Task statement →
Please extract the lines that start with the one containing "I'd really appreciate it if you could detect the snowfall" and end with the one containing "0 528 382 600", and reproduce them unchanged.

──────── Raw records ────────

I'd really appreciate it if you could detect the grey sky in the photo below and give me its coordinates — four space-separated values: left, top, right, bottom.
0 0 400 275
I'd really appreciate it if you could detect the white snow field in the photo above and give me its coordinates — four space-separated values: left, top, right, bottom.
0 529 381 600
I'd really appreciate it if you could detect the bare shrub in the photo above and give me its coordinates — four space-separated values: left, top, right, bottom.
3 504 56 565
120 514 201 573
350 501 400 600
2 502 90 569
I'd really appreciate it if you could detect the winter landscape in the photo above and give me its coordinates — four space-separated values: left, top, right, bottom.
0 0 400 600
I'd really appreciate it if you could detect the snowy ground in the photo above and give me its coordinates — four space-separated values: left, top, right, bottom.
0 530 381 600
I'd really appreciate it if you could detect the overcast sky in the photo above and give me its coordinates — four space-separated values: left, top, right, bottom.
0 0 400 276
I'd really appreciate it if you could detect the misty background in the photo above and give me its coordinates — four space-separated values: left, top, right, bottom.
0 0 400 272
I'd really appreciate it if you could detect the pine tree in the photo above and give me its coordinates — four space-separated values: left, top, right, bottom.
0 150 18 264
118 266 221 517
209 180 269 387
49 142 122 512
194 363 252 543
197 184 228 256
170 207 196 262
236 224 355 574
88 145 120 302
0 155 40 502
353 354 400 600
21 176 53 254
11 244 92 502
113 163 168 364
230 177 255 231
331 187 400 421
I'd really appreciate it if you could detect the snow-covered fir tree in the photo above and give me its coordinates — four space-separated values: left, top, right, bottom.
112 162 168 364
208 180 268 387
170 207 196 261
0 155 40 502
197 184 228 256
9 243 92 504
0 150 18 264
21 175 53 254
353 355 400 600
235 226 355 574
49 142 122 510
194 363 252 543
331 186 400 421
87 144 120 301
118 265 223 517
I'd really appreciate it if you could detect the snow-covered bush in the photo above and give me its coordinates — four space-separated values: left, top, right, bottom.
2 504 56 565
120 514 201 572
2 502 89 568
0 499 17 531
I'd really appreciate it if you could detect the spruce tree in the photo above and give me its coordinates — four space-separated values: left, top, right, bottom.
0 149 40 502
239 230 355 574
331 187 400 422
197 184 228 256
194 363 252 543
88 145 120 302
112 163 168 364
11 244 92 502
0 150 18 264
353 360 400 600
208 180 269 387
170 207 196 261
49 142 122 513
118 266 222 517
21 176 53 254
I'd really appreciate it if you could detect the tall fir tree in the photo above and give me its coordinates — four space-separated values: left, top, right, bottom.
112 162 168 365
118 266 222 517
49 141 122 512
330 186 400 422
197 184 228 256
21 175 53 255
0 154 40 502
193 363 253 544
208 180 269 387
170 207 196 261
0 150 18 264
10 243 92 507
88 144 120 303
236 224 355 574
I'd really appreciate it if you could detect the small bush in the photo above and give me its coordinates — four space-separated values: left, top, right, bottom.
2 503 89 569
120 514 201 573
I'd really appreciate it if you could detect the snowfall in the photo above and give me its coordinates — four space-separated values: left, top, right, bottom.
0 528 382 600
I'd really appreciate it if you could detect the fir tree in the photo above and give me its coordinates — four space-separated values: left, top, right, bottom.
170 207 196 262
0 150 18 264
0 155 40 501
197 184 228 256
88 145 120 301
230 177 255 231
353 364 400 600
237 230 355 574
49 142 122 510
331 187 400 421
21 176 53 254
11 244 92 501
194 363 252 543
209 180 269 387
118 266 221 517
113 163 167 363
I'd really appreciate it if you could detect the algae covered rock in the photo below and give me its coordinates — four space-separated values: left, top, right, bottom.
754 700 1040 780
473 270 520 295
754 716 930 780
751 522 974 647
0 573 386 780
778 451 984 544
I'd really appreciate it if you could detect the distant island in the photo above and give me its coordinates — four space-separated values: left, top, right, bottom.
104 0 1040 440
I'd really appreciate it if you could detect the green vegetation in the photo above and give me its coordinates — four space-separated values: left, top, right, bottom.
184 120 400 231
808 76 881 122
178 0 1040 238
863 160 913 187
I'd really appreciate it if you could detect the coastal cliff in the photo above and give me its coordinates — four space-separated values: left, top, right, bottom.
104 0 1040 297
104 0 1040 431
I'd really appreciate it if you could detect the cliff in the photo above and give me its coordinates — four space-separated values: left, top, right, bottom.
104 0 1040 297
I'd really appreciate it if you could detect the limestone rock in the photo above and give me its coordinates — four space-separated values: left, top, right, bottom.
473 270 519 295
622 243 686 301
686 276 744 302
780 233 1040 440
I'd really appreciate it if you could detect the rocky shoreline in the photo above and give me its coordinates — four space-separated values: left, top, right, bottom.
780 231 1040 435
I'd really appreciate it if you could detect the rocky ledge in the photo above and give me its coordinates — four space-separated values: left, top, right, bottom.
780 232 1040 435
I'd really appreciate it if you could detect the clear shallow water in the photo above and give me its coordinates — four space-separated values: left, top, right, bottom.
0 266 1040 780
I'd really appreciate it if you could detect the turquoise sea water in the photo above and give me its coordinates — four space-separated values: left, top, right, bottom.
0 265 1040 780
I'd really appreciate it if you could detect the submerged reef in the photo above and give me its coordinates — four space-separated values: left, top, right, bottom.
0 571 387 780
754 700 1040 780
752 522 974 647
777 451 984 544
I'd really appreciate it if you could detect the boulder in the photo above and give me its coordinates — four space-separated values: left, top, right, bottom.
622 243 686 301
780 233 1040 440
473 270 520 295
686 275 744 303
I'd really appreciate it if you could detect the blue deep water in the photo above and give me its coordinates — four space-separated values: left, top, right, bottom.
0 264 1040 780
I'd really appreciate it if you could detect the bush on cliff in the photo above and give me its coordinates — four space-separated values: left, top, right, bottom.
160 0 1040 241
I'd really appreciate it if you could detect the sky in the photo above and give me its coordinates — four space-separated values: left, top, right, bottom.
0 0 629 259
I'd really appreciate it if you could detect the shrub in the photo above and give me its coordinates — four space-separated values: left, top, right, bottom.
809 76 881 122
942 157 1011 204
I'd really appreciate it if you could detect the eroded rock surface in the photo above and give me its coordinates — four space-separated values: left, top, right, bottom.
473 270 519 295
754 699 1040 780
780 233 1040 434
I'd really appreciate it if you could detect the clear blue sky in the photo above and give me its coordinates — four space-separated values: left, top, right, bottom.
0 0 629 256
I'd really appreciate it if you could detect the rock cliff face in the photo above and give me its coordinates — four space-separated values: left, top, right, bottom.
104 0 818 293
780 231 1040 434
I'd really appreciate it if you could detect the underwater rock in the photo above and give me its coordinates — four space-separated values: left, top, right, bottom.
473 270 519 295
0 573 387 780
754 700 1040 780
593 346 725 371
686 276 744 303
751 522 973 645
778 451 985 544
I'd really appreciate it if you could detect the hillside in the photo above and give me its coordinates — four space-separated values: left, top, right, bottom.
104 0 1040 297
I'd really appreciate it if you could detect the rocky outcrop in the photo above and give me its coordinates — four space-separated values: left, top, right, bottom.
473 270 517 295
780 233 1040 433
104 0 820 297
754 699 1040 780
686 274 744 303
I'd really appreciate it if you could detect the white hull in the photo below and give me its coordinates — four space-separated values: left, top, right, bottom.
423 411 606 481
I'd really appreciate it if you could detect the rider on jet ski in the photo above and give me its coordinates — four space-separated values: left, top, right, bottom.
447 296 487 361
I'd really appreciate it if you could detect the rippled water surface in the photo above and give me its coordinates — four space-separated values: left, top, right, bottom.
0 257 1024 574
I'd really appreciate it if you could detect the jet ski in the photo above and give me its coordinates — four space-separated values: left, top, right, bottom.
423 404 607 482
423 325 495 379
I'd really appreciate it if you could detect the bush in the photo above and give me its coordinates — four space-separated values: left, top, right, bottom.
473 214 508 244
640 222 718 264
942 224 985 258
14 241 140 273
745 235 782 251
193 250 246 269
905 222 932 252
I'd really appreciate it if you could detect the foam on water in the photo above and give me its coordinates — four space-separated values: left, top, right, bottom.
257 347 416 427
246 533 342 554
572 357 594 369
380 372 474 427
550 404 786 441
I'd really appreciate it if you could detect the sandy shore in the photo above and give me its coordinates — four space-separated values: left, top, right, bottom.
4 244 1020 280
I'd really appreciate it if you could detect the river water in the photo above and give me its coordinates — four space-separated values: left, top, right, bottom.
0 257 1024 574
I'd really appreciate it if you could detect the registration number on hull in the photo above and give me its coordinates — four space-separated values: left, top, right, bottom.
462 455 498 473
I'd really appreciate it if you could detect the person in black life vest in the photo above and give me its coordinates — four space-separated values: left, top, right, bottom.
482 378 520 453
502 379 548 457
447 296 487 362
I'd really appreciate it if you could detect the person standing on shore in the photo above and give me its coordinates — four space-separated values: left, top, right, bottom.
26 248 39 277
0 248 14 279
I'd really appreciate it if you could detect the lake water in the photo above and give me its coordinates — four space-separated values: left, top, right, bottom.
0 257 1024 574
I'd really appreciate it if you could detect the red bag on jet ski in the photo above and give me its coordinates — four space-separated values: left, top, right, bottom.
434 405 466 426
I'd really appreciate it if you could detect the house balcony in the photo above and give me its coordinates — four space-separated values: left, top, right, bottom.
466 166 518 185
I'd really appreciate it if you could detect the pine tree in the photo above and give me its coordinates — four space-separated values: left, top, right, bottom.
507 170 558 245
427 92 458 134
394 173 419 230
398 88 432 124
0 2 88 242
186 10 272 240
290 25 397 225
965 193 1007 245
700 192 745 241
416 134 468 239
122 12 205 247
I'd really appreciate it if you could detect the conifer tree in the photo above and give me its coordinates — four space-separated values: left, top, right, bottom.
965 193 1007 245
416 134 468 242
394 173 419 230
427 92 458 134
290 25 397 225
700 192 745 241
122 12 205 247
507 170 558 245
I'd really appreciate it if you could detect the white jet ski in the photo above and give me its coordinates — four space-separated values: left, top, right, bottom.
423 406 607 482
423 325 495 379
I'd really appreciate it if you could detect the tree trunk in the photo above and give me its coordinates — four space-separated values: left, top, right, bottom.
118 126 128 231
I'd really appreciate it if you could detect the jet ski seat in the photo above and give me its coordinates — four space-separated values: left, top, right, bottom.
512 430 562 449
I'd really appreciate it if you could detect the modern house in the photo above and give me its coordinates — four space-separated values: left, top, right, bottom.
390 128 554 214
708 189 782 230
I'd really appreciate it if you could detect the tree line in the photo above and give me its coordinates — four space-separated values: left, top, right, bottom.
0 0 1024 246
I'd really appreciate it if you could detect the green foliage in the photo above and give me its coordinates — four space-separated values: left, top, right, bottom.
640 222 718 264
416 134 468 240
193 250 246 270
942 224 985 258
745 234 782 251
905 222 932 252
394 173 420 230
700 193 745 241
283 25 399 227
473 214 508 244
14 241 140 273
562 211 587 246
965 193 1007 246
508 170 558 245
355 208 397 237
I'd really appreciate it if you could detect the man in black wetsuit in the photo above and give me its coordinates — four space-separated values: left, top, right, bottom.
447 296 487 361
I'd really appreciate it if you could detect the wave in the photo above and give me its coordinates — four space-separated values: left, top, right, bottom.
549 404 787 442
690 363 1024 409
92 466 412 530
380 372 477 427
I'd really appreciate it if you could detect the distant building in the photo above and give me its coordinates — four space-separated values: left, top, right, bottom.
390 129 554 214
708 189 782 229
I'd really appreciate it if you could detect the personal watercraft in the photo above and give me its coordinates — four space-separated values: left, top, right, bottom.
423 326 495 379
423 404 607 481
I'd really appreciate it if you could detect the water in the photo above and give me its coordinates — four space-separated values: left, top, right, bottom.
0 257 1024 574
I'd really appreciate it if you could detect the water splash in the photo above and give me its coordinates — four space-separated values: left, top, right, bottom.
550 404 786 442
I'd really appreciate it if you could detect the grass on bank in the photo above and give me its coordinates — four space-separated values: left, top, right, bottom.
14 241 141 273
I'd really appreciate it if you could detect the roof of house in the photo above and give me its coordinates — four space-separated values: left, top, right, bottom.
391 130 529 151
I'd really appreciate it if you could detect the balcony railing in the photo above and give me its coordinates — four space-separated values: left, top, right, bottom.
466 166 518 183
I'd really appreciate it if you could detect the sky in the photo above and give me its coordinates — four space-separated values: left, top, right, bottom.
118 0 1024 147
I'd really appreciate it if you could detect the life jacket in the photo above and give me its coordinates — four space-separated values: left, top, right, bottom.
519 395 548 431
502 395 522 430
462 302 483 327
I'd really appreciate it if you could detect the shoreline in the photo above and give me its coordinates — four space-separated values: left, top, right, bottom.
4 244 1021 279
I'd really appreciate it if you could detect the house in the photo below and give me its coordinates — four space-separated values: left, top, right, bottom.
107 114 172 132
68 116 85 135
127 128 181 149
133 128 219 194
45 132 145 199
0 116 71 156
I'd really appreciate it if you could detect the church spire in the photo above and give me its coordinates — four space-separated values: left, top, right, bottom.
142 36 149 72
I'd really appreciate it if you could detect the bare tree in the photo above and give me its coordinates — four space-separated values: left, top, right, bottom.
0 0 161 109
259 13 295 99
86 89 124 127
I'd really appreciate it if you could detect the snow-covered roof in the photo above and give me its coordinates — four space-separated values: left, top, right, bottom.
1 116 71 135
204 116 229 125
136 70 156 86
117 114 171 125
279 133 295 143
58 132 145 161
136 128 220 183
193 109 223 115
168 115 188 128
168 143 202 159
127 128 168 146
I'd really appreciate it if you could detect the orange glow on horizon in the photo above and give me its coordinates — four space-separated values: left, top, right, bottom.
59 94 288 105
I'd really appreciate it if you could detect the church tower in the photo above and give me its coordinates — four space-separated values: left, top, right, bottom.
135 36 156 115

────────

Task answer →
I'd really appreciate it if you could detect the snowfall in the photo above and give me its coordinates — four space-separated values: left, top, right, bottom.
0 528 382 600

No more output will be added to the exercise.